### Excerpt provided
- Born: Marcela Bílková Prague, Czechoslovakia
- Citizenship: Australian
- Education: University of Sydney, University of Cambridge, Rochester Institute of Technology
- Awards: Physical Scientist of the Year, Pawsey Medal, PSE Leading Scientist Award 2018, Australian Innovation Challenge Award for Health 2011, MIT TR100 Young Innovator 2003, Young Tall Poppy Award for Achievement in Science 2001
- Scientific career
- Fields: Surface science
- Workplaces: University of Sydney

= Marcela Bilek =

Czech-Australian physicist

Marcela Bilek (born Marcela Bílková 1968) is a professor of applied physics and surface engineering at the University of Sydney, Australia. Her research interests focus on the use of plasma related methods to synthesise thin film materials and modify surfaces and interfaces. She was named Fellow of the American Physical Society in 2012 and Fellow of the Institute of Electrical and Electronics Engineers (IEEE) in 2015 for "contributions to the science and application of plasma processes for materials modification and synthesis".

Among her many awards are the Malcolm-McIntosh Prize for Physical Scientist of the Year in 2002 and the Pawsey Medal awarded by the Australian Academy of Science in 2004.

== Early life ==
Bilek was born in Prague, Czechoslovakia, in 1968. Prague was under a Communist regime, and her father, an engineer fluent in English and German, was outspoken against the regime. Bilek's parents decided to emigrate for the safety of her father, and to obtain a better education for their children. They emigrated in 1973 and were granted political refugee status in Australia.

Bilek's parents encouraged learning, oftentimes with her father teaching her how to do her own research and problem solving. Her parents also encouraged participating in outdoor activities. Bilek enjoyed hiking, bushwalking, and abseiling.

== Education ==
Bilek began her undergraduate studies at the University of Sydney in 1986, studying physics and computer science, enrolled in a science/law degree. After two years, she topped the class in computer science and was offered a prestigious student internship at IBM Asia-Pacific Headquarters in Tokyo, Japan, working on computer networks. She returned to Australia after a year, finishing her Bachelor of Science degree with honours by completing an honours thesis on electron microscopy and studying heterostructures. She graduated in 1990 with first class honours and a university medal.

After finishing her bachelor's degree, Bilek worked at the Comalco Research Centre in Melbourne as an industrial research scientist, working on optimising the designs of aluminium smelting cells. Two and a half years later, Bilek was awarded a scholarship to complete her PhD in engineering at the University of Cambridge, earning her doctorate in 1997. Bilek then went on to complete a Master of Business Administration (MBA) degree at Rochester Institute of Technology, College of Business, in 2000.

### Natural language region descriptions
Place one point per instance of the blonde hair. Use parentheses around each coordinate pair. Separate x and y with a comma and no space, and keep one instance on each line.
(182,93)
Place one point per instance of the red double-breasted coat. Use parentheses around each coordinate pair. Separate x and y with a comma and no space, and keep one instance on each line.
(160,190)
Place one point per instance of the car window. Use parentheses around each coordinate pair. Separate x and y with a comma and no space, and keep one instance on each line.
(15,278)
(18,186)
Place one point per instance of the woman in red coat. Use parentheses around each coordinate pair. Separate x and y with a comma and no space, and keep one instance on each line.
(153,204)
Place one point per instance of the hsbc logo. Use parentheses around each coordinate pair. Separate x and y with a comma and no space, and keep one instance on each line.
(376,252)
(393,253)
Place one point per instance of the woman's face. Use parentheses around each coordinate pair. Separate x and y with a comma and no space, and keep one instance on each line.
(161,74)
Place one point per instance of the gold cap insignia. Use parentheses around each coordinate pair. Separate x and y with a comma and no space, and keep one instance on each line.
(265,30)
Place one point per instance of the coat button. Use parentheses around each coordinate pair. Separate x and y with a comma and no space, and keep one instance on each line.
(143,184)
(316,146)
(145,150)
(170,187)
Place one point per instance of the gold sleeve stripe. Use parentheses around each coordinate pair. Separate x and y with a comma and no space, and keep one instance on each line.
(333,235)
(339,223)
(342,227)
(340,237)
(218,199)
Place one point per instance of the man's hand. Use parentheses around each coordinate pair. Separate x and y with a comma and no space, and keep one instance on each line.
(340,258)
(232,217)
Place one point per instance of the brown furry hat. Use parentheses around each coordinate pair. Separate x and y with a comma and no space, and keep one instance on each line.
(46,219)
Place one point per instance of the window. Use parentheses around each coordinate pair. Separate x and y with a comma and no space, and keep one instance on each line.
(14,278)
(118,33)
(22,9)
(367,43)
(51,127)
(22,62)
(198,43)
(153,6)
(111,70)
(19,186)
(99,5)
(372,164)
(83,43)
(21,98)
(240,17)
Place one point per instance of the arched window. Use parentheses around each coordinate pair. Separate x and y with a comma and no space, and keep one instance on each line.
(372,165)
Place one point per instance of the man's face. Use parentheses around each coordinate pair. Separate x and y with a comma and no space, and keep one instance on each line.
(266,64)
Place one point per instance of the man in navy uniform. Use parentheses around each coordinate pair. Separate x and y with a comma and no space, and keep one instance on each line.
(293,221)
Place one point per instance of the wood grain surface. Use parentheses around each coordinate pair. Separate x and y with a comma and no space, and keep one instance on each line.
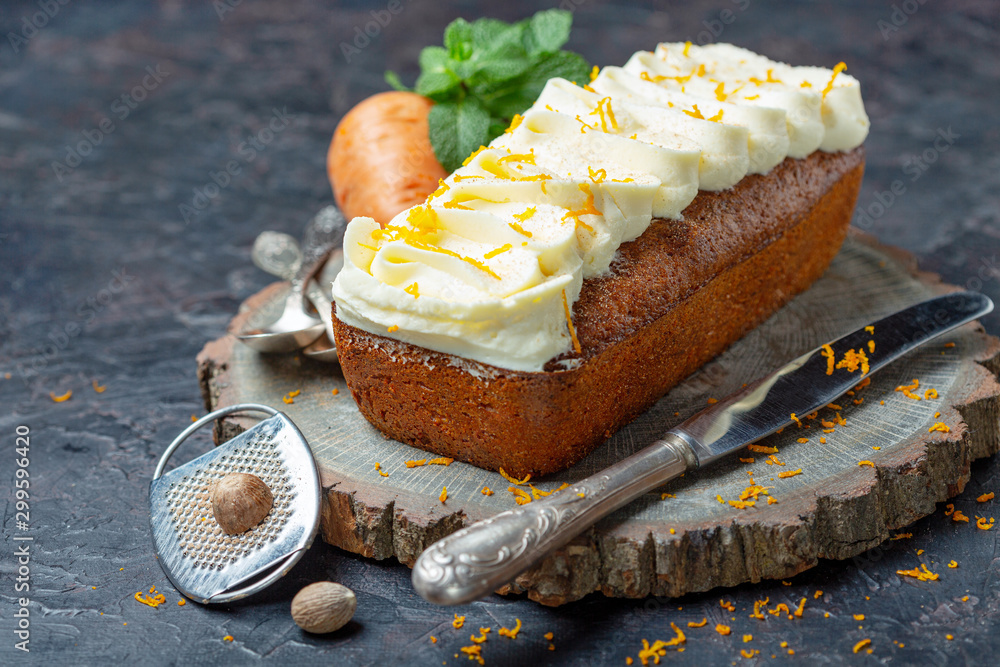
(689,540)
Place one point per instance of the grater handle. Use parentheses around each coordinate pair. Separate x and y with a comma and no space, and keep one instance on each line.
(222,412)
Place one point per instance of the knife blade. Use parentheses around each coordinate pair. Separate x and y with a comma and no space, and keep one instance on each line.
(475,560)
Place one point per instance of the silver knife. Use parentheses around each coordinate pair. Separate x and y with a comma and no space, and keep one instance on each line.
(476,560)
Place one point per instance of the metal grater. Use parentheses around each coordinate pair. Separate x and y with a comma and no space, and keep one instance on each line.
(204,563)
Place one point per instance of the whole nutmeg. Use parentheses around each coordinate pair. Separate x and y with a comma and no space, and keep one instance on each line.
(240,501)
(323,607)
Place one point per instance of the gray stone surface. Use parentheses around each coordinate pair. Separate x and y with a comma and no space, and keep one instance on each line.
(66,320)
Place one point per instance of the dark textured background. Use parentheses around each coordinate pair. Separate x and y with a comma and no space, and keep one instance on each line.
(64,322)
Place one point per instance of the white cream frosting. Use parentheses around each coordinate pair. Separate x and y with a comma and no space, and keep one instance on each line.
(489,268)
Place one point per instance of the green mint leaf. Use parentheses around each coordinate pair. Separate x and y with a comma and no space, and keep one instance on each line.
(568,65)
(437,85)
(393,80)
(487,32)
(515,96)
(458,39)
(547,31)
(436,78)
(457,129)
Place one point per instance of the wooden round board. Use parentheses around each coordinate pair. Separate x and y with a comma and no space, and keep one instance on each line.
(686,541)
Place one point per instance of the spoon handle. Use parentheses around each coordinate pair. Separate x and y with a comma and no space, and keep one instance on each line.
(277,253)
(324,233)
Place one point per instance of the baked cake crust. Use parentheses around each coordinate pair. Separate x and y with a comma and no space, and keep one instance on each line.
(675,298)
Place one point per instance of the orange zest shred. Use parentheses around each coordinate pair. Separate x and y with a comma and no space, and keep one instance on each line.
(442,461)
(538,493)
(511,632)
(493,253)
(525,215)
(512,480)
(153,600)
(473,652)
(659,647)
(526,158)
(695,112)
(838,68)
(907,389)
(798,610)
(853,360)
(569,324)
(781,608)
(920,574)
(472,156)
(827,352)
(514,123)
(597,176)
(604,111)
(521,497)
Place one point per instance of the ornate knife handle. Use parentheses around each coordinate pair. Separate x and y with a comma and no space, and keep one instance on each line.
(476,560)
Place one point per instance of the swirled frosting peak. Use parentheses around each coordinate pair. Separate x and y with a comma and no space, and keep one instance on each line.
(489,267)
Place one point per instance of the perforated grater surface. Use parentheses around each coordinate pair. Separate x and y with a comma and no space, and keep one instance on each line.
(204,563)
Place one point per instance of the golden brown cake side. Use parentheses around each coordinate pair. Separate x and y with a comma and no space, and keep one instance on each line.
(676,297)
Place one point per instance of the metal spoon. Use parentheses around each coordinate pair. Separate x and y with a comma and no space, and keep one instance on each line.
(324,348)
(278,254)
(294,327)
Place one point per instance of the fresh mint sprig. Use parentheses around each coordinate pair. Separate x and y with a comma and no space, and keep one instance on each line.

### Task details
Continue the biography of Marcela Bilek, starting after its final sentence about her MBA.

### Answer for this exercise
== Career ==
After receiving her PhD, Bilek stayed in Cambridge as a research fellow at Emmanuel College until October 2000. At the same time, Bilek collaborated at Lawrence Berkeley Laboratory, in California, working closely with Ian Brown, head of the Plasma Applications Group. During this time, Bilek was a visiting professor at Technische Universitäd Hamburg-Harburg in Germany.

In November, 2000, Bilek came back to Australia and was appointed professor of applied physics at the University of Sydney. She was the first female professor in the School of Physics at the University of Sydney, at the age of 32. Bilek is now head of the Applied Plasma Physics and Surface Engineering Research Group at the University of Sydney.

== Research ==
Bilek currently leads a large research group that specialises in materials- and energy-related technologies. Some of her research includes materials physics, plasma deposition and processing, thin-film materials, vacuum glazing, and cross-disciplinary research in biointerfaces and medicine. Bilek has published over 300 articles in international journals, 1 book, 6 book chapters, and over 10 patents. She has supervised 35 PhD students to completion and mentored 25 post-doctoral fellows as well as early career researchers.

== Awards and honours ==
Throughout Bilek's career, she has received numerous honours for her work. This includes the Malcolm-McIntosh Prize for Physical Scientist of the Year and the Edgeworth David Medal in 2002, a Young Tall Poppy Award for Achievement in Science in 2001, an ARC Federation Fellowship in 2003, named as an MIT TR100 Young Innovator in 2003, the Australian Academy of Science Pawsey Medal in 2004, an Australian Innovation Challenge Award in 2011, and the inaugural Plasma Surface Engineering Leading Scientist Award 2018. In 2013, she was elected to the Fellowship of the American Physical Society (APS), and in 2015, she was elected to the Fellowship of the Institute of Electronic and Electrical Engineers. As of April 2018, Bilek had earned over $13 million in research funding. She was awarded an Australian Laureate Fellowship in 2019 and elected a Fellow of the Royal Society of New South Wales in the same year. She was elected a Fellow of the Australian Academy of Science in 2022.

Bilek was made a Member of the Order of Australia in the 2023 King's Birthday Honours for "significant service to physics and biomedical engineering".